> **Exercise details**
Copy every record word for word.
## Begin Exercise materials
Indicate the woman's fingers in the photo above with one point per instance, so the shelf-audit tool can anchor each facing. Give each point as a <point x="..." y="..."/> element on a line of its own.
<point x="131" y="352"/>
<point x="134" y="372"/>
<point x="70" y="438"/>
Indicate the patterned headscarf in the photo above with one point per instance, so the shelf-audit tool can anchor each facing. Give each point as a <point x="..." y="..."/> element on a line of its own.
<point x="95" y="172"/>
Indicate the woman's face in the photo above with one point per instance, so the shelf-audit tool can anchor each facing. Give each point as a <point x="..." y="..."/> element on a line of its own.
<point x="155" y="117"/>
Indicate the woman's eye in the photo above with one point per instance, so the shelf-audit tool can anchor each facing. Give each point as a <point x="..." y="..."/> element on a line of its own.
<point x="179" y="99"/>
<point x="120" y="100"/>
## End Exercise materials
> **Task output**
Indicate the woman's fingers in the photo above with one point per instance, so the shelf-audit tool can anchor each facing. Give each point as a <point x="..." y="..."/> element on a line of its own.
<point x="131" y="352"/>
<point x="134" y="372"/>
<point x="70" y="438"/>
Indicate the patterned headscarf in the photo above with one point per instance, so the shelf-audit tool can anchor each facing. Give each point as a <point x="..." y="..."/> element on a line of its own.
<point x="95" y="172"/>
Indicate the woman's face in the photo above with one point per instance, so the shelf-audit tool can anchor each facing. Give each point as a <point x="..." y="..."/> element on a line of its own.
<point x="155" y="117"/>
Indicate the woman's eye in the photo above with one point per instance, so the shelf-audit tool can anchor each facing. Give each point as a <point x="..." y="..."/> element on a line of its own.
<point x="179" y="99"/>
<point x="120" y="100"/>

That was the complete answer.